(INSTRUCTIONS FOR THE TASK): Starting at the first line of the data and ending at the line with "the dentist's ear", copy each line exactly. Include both of those lines, but no pictures.

(DATA LISTING):
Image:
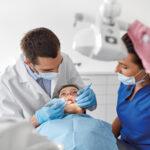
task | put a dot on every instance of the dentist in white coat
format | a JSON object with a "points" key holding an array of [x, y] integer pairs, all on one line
{"points": [[27, 87]]}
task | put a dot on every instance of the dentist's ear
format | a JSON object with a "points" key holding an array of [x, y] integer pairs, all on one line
{"points": [[28, 62]]}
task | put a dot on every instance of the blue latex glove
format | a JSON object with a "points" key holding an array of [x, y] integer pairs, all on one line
{"points": [[54, 109], [86, 98]]}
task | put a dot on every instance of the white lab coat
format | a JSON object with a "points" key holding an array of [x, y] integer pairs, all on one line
{"points": [[21, 95], [20, 135]]}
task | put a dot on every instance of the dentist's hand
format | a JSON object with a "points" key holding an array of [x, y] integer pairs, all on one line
{"points": [[53, 110], [86, 98]]}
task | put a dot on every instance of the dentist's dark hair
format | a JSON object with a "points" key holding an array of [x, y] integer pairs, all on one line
{"points": [[40, 42], [130, 48]]}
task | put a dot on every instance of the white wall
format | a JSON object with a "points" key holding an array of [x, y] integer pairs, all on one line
{"points": [[19, 16]]}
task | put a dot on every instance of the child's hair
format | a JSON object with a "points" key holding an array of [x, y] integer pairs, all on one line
{"points": [[67, 85]]}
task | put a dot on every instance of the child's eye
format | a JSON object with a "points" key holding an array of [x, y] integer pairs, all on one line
{"points": [[74, 93]]}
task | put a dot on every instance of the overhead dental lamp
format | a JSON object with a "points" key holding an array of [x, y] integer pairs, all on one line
{"points": [[101, 41]]}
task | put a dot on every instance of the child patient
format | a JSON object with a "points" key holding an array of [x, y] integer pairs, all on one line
{"points": [[77, 130], [69, 94]]}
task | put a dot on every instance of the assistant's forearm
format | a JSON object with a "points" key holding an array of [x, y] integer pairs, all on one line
{"points": [[116, 127]]}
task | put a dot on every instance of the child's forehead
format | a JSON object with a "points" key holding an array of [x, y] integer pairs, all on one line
{"points": [[68, 88]]}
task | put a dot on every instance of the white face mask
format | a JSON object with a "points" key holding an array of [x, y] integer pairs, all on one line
{"points": [[129, 80], [46, 75]]}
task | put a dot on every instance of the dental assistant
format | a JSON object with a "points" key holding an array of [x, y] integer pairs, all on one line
{"points": [[133, 106], [34, 80]]}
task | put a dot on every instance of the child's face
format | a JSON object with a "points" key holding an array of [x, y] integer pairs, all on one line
{"points": [[69, 94]]}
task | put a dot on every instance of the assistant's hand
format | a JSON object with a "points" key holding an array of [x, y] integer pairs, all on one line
{"points": [[86, 98], [53, 110]]}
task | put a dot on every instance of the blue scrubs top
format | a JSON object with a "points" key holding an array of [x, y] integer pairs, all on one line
{"points": [[134, 115]]}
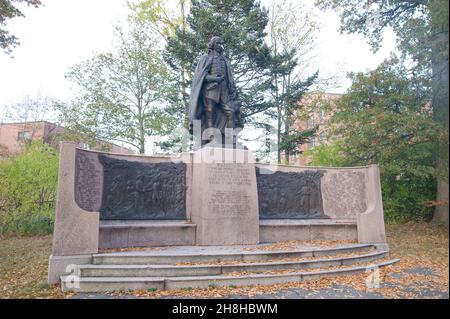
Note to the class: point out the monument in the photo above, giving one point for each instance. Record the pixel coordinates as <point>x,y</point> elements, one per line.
<point>214,196</point>
<point>213,100</point>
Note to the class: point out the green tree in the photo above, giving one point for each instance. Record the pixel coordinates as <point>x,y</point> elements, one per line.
<point>386,119</point>
<point>165,18</point>
<point>122,93</point>
<point>291,37</point>
<point>28,190</point>
<point>7,11</point>
<point>422,30</point>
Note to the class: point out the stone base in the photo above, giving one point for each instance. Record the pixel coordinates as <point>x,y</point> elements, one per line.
<point>276,230</point>
<point>123,234</point>
<point>61,265</point>
<point>224,197</point>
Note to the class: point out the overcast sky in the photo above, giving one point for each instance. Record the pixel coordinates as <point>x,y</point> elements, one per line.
<point>64,32</point>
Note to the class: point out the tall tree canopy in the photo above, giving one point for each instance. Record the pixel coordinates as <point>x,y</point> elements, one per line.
<point>386,119</point>
<point>422,30</point>
<point>7,11</point>
<point>122,93</point>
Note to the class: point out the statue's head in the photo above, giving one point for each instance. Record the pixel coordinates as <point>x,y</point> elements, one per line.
<point>216,44</point>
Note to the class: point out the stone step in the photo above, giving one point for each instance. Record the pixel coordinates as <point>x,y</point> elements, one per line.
<point>92,284</point>
<point>218,269</point>
<point>213,255</point>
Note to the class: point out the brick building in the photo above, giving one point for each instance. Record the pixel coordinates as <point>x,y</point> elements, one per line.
<point>313,113</point>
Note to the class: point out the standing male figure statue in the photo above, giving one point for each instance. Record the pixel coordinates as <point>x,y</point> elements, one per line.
<point>213,99</point>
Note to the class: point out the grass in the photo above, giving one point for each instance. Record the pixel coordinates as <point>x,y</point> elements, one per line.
<point>419,240</point>
<point>23,268</point>
<point>24,260</point>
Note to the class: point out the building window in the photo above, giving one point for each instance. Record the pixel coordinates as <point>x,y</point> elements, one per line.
<point>24,136</point>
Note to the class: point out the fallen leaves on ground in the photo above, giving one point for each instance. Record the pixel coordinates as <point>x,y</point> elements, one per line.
<point>24,262</point>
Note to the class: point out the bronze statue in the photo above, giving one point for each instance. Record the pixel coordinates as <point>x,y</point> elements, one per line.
<point>213,99</point>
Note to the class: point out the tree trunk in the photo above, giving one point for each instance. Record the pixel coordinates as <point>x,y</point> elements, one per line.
<point>440,104</point>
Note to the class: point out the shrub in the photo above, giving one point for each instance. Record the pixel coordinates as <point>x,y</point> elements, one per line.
<point>28,190</point>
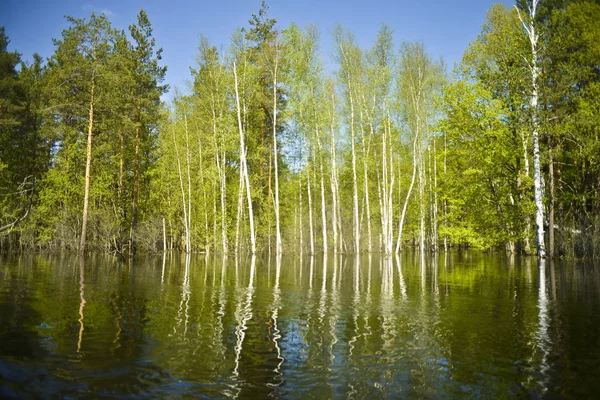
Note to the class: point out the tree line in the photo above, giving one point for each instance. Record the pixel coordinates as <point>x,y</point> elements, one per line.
<point>267,151</point>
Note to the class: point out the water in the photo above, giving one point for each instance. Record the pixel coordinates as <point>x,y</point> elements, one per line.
<point>461,325</point>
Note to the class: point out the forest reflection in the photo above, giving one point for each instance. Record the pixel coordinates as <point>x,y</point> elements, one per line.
<point>327,326</point>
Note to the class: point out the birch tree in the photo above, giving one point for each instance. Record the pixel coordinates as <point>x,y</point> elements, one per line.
<point>529,25</point>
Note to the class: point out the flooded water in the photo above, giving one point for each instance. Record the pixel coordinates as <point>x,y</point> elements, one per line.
<point>456,325</point>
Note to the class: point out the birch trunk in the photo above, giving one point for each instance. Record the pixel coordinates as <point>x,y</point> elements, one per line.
<point>183,201</point>
<point>88,168</point>
<point>189,175</point>
<point>279,245</point>
<point>243,165</point>
<point>410,188</point>
<point>529,27</point>
<point>334,192</point>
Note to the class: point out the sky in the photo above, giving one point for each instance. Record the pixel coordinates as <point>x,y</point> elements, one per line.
<point>445,27</point>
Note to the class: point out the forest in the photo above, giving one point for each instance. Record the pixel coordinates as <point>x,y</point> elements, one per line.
<point>269,152</point>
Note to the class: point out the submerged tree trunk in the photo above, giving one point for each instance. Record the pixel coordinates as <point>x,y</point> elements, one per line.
<point>136,188</point>
<point>183,200</point>
<point>279,244</point>
<point>410,188</point>
<point>529,27</point>
<point>244,166</point>
<point>551,200</point>
<point>88,168</point>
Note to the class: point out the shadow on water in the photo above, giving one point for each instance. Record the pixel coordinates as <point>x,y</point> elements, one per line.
<point>326,326</point>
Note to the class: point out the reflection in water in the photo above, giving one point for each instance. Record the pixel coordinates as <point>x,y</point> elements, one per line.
<point>162,276</point>
<point>185,298</point>
<point>543,339</point>
<point>243,315</point>
<point>334,327</point>
<point>82,301</point>
<point>274,315</point>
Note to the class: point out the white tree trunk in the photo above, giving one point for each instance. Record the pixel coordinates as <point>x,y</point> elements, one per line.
<point>243,165</point>
<point>183,200</point>
<point>529,27</point>
<point>279,245</point>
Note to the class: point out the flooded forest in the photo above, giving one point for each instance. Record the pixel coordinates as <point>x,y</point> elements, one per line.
<point>277,148</point>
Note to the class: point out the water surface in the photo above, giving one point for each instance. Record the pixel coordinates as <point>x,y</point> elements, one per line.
<point>457,325</point>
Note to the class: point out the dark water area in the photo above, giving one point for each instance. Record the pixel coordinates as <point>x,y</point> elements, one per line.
<point>457,325</point>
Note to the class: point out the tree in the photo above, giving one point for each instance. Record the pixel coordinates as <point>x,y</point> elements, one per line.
<point>147,77</point>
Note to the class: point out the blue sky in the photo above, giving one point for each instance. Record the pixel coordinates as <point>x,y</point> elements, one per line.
<point>446,27</point>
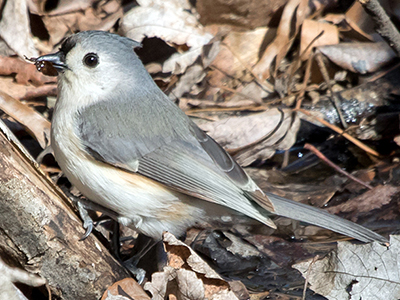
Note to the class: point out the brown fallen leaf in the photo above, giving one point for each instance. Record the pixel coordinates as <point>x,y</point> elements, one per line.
<point>312,29</point>
<point>186,276</point>
<point>257,136</point>
<point>126,287</point>
<point>171,21</point>
<point>239,53</point>
<point>362,23</point>
<point>368,201</point>
<point>36,124</point>
<point>294,12</point>
<point>247,14</point>
<point>15,28</point>
<point>354,271</point>
<point>74,16</point>
<point>359,57</point>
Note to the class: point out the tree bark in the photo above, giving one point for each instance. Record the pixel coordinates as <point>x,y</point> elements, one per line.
<point>40,233</point>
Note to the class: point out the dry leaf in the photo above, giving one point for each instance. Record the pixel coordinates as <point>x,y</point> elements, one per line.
<point>310,30</point>
<point>361,22</point>
<point>15,29</point>
<point>241,13</point>
<point>239,53</point>
<point>368,272</point>
<point>359,57</point>
<point>187,276</point>
<point>257,136</point>
<point>294,11</point>
<point>366,202</point>
<point>196,72</point>
<point>127,286</point>
<point>27,116</point>
<point>171,22</point>
<point>102,16</point>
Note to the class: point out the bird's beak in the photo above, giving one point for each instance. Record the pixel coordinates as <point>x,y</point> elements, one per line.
<point>51,64</point>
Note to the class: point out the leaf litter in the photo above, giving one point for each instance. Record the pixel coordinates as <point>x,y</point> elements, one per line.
<point>239,76</point>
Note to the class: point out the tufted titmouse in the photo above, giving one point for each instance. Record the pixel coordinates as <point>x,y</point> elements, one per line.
<point>126,146</point>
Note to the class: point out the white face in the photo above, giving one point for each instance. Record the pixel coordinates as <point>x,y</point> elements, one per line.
<point>90,71</point>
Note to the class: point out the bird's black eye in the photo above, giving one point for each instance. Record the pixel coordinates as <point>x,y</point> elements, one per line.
<point>91,60</point>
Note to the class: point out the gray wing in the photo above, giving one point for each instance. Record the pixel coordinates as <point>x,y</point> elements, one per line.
<point>157,140</point>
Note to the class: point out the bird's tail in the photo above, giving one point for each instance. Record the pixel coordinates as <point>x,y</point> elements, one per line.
<point>315,216</point>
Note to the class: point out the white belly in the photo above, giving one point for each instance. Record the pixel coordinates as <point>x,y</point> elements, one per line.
<point>140,202</point>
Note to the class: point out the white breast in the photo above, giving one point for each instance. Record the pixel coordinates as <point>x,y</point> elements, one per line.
<point>142,203</point>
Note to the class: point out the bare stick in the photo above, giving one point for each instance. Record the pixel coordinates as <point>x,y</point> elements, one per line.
<point>384,25</point>
<point>334,166</point>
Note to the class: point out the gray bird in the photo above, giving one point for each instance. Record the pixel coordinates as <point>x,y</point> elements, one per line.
<point>127,147</point>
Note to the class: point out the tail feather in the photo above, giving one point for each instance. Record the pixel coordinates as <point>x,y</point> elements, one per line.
<point>315,216</point>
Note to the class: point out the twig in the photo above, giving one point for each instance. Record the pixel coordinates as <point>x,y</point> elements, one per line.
<point>341,132</point>
<point>308,274</point>
<point>335,100</point>
<point>334,166</point>
<point>385,26</point>
<point>307,75</point>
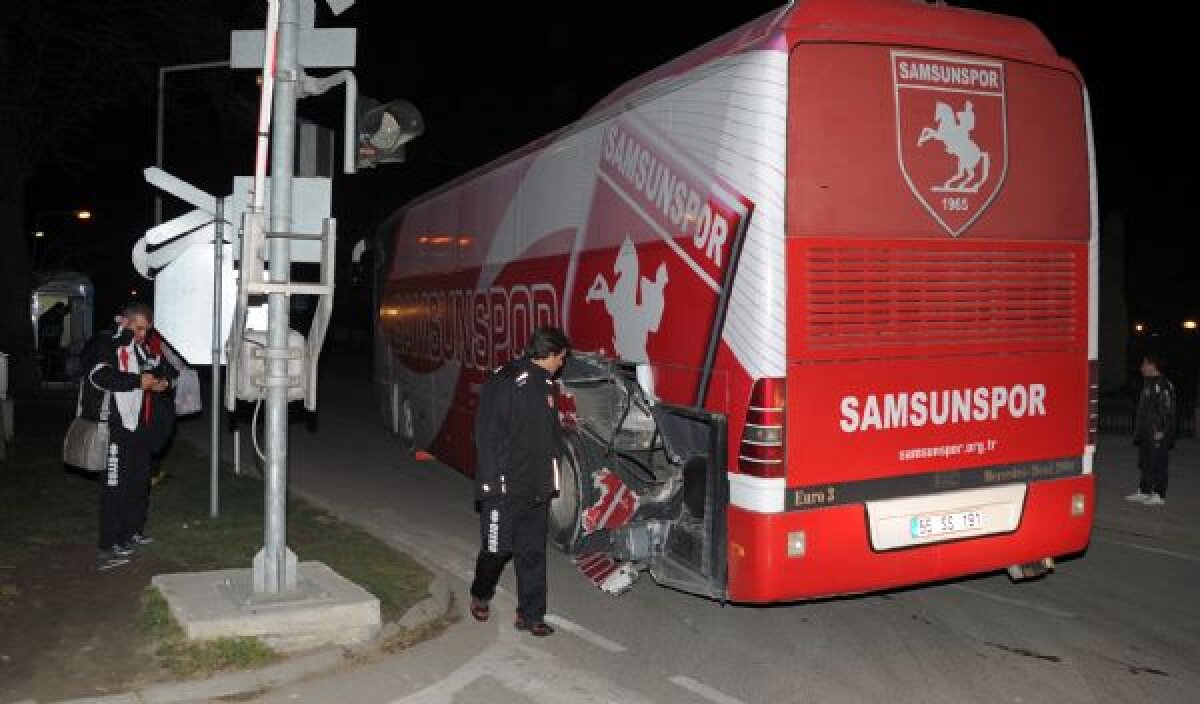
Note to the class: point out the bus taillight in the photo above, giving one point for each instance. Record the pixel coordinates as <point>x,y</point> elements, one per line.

(ANSWER BOX):
Image:
task | put a dot on every instance of the dentist in white coat
format | a JSON object with a "points" key holding an array of [x, y] integer pairs, all on one line
{"points": [[27, 87]]}
task | put a dot on every instance of the dentist's ear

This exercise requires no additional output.